→ **選定段落**:
紅黑樹在內核的應用——虛擬內存管理
1、linux 內核中利用紅黑樹增刪改查快速、穩定的特性來管理的還有另一個非常重要的功能:虛擬內存管理!前面介紹了 buddy 和 slab 算法是用來管理物理頁面的。由於早期物理頁面遠比虛擬頁面小很多,而且只需要分配和回收合併,所以也沒用樹形結構來組織,簡單粗暴地用鏈表來管理!但是虛擬內存不一樣了:以 32 位的系統爲例,虛擬內存有 4GB,能劃分的虛擬內存塊有很多,劃分後需要快速增刪查虛擬內存塊(需要頻繁地讀取代碼、讀寫數據、加載動態鏈接庫等),此時用紅黑樹就很合適了!老規矩,先上結構體:
task_struct 中嵌套了一個 mm_struct 結構體指針,這個結構體大有乾坤:
struct task_struct {
.......
struct mm_struct *mm;
.......
}繼續深入:又發現了紅黑樹的根節點!另外兩個 vm_area_struct 結構體又是幹嘛的了?
struct mm_struct {
struct vm_area_struct * mmap; /* list of VMAs */
struct rb_root mm_rb;/*又是紅黑樹的根節點*/
struct vm_area_struct * mmap_cache; /* last find_vma result */
.......
}繼續深入:
-
發現 rb_node 結構體了麼?這明顯是紅黑樹的節點呀!和上面的 rb_root 不是剛好組成紅黑樹麼?

→ **提供的資料**:
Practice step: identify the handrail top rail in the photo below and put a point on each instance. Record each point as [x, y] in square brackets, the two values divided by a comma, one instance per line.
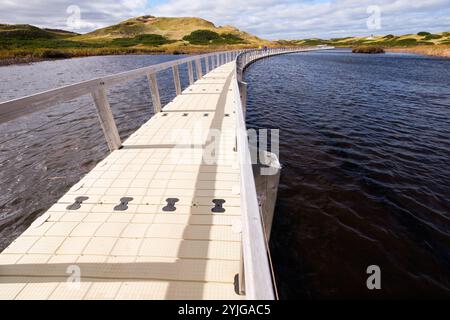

→ **任務說明**:
把講紅黑樹管理虛擬內存的這段文字中，介於「struct mm_struct *mm;」與「結構體了麼?這明顯是紅黑樹的節點呀!和上面的 rb_root 不是剛好組成紅黑樹麼?」之間（含兩端）的部分重寫一遍，並將其中的「節點」一律替換為「結點」。

→ **參考答案**:
struct mm_struct *mm;
.......
}繼續深入:又發現了紅黑樹的根結點!另外兩個 vm_area_struct 結構體又是幹嘛的了?
struct mm_struct {
struct vm_area_struct * mmap; /* list of VMAs */
struct rb_root mm_rb;/*又是紅黑樹的根結點*/
struct vm_area_struct * mmap_cache; /* last find_vma result */
.......
}繼續深入:
-
發現 rb_node 結構體了麼?這明顯是紅黑樹的結點呀!和上面的 rb_root 不是剛好組成紅黑樹麼?